The task » From the discussion thread on rolling cluster upgrades, extract the passage starting with "Would be nice to" and going on through "workload or APIs?", copied verbatim.

Document section »
* * * * * * * * *
Closed anton-johansson closed 5 years ago
Testing right now, noticed an issue. With serial: 1
, facts aren't gathered for all hosts, which is necessary for etcd
(and maybe more). Looking into it.
Edit: Solved by forcing facts gathering before running etcd
tasks, as per 75785dedc6f7386744e80455c5256b9fc160c577.
I've tested running the playbook on an existing cluster without upgrading, and it looks like it does what it's supposed to. One task on one hosts at a time.
I'll probably test this again when 1.15.0
is released (or if I'm bold enough to try a release candidate).
Would be nice to get the containerd
up and running. Any ideas for how we can do that, @amimof? Is #47 an alternative?
@anton-johansson I'm not sure if this is the right approach. To run all tasks in serial. The serial property is not supported in Ansible on a per-task basis, which means that all tasks under a play would run in serial. In large clusters that would increase the execution time significantly.
I don't believe that it's necessary to install masters with a rolling strategy. Maybe that even applies to the kubelet and kube-proxy as well, and only containerd should be restarted one host at a time. It all depends on the type of downtime. Is it workload or APIs?
What is your experience of upgrading a production cluster with KTRW?
Hmm, okay.
I did lose connectivity to my services during a period when I upgraded from 1.13 to 1.14. I'm not sure what caused it, but my guess was kube-proxy
, but it could of course be containerd
. I don't see how though, because containers don't die just because containerd
dies, right? kube-proxy
however, handles the network proxying to the correct container, which feels super-dangerous if they all are restarted at the same time?
I understand that masters don't need to be in serial, but I would still feel more safe if I could reach my API server during the upgrade, which I can't if I restart them all at the same time.
which means that all tasks under a play would run in serial
This is pretty much what I wanted to accomplish. :) Do you know if this setting is controlled with a variable somehow? I guess it would be nice if it would default to 100%, but you could set it using some parameter. I'd set it to 1
(or maybe 50%
, which would effectively be 1/3 or 2/5, etc) in my case.
Or maybe a constant 50%
would suffice? It would of course increase the execution time for large clusters, but it wouldn't be that bad with 50%
?
@anton-johansson Yes kube-proxy
downtime will cause network connectivity to containers to be interrupted. And i'm pretty sure that containers are restarted when containerd
is restarted. Here is an example of how we could restart a service per host without use of serial
. But I still haven't figured out how to check if the service is up in order to move on to the next host.
- name: Start and enable kubelet
systemd:
name: kubelet
state: restarted
enabled: True
with_items: "{{ groups['nodes'] }}"
run_once: True
delegate_to: "{{ item }}"
* * * * * * * * *
Object point labels »
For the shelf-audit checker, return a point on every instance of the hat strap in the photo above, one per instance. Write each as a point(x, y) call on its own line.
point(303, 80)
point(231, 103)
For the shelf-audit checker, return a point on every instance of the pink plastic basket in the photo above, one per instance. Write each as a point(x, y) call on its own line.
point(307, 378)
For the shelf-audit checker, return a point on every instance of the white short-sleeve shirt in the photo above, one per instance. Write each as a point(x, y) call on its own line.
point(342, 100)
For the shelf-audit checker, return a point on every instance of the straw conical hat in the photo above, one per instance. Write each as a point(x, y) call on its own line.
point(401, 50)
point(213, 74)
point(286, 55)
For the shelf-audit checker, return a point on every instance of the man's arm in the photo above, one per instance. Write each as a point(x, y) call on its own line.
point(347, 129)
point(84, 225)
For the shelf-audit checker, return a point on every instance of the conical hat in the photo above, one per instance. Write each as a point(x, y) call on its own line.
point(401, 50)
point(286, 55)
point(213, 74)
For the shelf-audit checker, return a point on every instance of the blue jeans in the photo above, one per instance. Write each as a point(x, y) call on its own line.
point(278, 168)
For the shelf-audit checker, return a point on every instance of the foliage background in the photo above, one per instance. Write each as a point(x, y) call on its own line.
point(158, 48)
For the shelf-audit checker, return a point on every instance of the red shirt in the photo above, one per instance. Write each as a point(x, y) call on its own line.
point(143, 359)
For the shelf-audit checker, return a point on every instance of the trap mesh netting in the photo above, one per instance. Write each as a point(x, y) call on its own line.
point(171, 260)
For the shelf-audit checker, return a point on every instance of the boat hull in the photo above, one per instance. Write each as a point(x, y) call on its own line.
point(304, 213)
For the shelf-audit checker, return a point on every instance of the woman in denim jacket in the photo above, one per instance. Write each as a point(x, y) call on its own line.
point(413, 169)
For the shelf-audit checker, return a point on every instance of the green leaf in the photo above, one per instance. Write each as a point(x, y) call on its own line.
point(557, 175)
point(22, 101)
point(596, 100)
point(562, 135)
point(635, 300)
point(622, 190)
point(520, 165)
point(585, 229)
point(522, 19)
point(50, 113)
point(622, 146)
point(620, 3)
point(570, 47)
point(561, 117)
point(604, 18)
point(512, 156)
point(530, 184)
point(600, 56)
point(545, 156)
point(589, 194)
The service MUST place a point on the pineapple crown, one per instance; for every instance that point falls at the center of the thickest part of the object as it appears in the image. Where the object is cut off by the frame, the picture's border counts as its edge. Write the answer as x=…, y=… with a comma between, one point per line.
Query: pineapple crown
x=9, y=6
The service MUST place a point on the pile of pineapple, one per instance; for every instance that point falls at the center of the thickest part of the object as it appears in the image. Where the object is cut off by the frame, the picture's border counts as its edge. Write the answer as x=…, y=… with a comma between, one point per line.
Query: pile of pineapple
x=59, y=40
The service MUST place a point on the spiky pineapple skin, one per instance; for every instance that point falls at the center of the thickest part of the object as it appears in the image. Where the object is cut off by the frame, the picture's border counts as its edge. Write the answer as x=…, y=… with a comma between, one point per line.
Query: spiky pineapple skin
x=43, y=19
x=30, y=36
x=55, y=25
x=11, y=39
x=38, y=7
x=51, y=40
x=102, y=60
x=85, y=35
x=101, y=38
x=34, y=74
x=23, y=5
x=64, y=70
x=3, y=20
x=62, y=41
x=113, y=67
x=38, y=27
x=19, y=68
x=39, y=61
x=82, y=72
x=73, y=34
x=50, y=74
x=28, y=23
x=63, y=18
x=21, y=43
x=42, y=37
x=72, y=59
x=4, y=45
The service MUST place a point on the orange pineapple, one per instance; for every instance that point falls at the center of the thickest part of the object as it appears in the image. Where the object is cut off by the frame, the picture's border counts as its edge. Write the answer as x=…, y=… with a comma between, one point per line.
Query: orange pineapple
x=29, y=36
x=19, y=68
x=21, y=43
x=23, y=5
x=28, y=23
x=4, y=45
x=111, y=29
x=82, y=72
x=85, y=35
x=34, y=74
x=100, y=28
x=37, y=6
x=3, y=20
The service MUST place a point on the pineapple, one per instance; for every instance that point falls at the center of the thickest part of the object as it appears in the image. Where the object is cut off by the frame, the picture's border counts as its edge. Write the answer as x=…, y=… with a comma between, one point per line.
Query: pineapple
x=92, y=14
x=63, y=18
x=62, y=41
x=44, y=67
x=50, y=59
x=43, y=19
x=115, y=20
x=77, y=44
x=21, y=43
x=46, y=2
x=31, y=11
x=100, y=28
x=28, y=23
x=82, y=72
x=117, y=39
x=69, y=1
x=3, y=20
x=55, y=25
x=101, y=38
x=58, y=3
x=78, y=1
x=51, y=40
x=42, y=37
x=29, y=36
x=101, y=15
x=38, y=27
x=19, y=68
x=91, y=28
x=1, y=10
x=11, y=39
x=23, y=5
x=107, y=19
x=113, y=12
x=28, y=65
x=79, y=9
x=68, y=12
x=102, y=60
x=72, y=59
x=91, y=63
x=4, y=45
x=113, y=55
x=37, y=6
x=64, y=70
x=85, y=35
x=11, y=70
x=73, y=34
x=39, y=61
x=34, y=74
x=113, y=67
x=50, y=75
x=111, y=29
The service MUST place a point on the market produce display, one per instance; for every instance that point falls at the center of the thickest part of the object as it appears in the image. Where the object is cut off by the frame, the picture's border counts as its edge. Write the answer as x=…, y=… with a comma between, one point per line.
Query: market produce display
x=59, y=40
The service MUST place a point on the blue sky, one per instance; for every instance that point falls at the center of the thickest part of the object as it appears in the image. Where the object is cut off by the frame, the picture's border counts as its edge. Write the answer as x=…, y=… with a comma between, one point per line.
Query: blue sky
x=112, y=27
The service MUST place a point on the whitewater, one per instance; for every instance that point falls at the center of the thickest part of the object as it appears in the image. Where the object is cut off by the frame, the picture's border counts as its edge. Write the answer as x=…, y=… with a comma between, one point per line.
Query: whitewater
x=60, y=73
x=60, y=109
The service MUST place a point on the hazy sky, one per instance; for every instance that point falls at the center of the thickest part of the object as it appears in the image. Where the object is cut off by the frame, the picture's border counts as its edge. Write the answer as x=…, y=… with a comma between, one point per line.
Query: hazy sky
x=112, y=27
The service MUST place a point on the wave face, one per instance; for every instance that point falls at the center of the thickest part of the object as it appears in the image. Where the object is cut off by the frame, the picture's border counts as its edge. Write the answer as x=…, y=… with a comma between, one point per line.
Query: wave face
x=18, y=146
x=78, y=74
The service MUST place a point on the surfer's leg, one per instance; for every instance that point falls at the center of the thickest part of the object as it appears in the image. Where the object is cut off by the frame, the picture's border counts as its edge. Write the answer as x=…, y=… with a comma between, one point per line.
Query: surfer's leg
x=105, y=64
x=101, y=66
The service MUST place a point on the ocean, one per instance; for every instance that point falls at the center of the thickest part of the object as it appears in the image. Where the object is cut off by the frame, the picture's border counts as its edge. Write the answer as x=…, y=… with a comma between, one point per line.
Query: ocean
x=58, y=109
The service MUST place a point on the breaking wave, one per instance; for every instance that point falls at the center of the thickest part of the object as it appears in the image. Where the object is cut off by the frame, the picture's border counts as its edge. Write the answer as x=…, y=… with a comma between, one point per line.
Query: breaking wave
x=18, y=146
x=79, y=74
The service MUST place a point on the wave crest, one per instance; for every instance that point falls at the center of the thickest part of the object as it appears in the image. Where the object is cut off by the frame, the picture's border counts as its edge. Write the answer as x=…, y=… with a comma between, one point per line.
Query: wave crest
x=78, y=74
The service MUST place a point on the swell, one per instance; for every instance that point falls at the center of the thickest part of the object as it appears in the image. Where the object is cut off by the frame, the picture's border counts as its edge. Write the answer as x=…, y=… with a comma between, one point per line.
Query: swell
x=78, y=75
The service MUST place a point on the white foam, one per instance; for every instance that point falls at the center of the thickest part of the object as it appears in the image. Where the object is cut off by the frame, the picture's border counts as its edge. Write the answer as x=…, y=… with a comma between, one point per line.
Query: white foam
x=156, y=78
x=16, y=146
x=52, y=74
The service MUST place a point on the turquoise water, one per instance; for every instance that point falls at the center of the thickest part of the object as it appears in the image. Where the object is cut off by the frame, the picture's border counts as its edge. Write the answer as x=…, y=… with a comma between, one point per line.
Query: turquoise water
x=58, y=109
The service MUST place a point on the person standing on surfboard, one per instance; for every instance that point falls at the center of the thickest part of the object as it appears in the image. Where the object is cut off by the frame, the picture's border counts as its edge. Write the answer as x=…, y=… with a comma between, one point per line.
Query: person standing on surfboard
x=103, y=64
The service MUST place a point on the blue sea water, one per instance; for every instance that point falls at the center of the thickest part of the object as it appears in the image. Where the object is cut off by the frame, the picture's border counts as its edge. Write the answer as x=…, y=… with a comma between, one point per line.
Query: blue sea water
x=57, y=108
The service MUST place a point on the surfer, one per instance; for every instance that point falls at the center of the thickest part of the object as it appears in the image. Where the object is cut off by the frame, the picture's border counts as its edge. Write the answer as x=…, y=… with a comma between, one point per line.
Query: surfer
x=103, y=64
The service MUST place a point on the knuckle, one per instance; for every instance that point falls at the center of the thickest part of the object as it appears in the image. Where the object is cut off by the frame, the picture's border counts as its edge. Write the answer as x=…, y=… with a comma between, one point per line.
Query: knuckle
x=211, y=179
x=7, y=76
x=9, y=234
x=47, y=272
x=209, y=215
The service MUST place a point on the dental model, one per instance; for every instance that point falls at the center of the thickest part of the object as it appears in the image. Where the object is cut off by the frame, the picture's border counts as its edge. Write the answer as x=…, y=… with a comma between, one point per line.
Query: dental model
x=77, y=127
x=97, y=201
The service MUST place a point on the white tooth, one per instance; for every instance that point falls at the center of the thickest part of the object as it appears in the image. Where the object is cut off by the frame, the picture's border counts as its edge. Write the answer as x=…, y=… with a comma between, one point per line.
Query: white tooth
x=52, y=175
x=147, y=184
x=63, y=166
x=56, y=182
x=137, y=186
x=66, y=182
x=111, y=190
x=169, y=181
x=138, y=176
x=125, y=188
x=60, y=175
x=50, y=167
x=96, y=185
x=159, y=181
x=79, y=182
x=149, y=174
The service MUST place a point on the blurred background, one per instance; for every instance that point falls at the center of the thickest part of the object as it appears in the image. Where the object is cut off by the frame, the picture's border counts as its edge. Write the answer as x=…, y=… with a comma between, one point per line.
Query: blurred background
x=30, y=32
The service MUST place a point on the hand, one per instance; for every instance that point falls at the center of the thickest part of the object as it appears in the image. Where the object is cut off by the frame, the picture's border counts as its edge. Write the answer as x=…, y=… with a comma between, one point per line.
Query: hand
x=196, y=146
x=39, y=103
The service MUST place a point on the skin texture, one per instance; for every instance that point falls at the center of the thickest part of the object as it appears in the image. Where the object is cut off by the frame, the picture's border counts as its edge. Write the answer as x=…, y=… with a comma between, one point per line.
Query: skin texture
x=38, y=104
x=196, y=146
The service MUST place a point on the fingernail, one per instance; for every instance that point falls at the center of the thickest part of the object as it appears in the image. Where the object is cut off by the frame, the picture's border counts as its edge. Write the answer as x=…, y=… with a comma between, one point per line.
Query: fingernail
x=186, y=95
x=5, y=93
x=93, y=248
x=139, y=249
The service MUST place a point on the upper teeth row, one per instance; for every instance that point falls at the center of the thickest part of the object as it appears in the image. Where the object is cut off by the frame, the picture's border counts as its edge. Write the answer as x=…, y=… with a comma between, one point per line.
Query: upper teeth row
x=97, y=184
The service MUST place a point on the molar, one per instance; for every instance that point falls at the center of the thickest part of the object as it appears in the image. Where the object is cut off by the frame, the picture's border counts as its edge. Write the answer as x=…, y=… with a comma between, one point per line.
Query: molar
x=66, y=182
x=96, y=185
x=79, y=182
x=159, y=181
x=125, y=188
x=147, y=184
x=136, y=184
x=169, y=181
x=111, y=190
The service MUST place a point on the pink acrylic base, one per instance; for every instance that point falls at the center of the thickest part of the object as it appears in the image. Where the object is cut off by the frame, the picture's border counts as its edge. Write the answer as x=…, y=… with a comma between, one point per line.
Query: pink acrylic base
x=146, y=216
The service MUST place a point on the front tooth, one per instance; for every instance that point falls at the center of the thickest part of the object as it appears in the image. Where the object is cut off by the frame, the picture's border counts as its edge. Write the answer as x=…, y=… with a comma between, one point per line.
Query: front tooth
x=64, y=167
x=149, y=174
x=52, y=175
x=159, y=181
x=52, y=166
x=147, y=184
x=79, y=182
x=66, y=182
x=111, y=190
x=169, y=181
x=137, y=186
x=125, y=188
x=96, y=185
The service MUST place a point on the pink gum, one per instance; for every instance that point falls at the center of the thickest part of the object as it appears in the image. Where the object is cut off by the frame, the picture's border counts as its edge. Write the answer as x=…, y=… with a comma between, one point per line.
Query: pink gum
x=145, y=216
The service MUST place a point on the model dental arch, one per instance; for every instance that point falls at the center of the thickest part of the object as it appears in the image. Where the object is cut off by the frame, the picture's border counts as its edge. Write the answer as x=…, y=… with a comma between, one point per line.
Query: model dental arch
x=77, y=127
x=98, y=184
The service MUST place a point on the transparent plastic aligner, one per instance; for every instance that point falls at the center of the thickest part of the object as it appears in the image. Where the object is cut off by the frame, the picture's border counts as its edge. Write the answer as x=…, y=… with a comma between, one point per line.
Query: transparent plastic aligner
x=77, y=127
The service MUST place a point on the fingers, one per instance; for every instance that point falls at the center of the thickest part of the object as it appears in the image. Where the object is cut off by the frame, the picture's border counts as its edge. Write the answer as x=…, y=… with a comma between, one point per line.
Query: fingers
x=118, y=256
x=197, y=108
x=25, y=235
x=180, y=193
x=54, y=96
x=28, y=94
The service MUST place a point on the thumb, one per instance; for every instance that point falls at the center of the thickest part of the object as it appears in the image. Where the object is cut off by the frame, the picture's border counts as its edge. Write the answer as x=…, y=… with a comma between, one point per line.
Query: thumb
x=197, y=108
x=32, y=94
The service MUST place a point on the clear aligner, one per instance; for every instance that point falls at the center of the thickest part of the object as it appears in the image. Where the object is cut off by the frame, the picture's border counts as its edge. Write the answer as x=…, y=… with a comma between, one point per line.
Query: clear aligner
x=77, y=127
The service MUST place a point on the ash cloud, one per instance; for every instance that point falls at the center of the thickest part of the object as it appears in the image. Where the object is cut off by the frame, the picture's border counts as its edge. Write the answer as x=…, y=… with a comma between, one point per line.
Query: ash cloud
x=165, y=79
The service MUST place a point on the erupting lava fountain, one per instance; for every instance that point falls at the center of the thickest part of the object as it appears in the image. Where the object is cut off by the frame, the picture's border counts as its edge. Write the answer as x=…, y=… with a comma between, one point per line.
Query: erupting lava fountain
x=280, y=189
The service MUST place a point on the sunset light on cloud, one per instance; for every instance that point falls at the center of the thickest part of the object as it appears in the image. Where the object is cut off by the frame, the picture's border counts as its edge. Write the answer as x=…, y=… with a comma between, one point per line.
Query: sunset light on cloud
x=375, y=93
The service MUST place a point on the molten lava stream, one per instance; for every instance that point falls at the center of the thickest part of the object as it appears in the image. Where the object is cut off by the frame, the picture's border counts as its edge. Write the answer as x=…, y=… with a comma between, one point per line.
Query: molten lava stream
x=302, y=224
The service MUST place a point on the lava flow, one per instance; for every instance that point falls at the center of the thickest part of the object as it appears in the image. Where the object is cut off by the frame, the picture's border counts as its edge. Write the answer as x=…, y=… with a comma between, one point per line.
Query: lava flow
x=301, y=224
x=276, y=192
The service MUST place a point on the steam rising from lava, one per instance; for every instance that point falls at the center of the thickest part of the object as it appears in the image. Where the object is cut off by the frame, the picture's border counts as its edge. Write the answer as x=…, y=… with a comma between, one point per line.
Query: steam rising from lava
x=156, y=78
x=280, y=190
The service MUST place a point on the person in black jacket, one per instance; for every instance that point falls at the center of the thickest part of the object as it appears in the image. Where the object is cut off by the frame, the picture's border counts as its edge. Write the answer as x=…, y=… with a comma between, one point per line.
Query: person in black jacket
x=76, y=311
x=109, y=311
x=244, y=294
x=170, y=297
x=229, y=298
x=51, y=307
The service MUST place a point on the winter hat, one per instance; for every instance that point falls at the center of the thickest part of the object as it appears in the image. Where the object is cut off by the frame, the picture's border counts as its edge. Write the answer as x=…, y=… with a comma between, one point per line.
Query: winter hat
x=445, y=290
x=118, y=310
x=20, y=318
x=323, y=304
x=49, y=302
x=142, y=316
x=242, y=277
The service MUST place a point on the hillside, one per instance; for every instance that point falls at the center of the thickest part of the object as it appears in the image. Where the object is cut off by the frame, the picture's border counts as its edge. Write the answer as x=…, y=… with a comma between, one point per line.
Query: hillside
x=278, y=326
* * * * * * * * *
Answer »
Would be nice to get the containerd
up and running. Any ideas for how we can do that, @amimof? Is #47 an alternative?
@anton-johansson I'm not sure if this is the right approach. To run all tasks in serial. The serial property is not supported in Ansible on a per-task basis, which means that all tasks under a play would run in serial. In large clusters that would increase the execution time significantly.
I don't believe that it's necessary to install masters with a rolling strategy. Maybe that even applies to the kubelet and kube-proxy as well, and only containerd should be restarted one host at a time. It all depends on the type of downtime. Is it workload or APIs?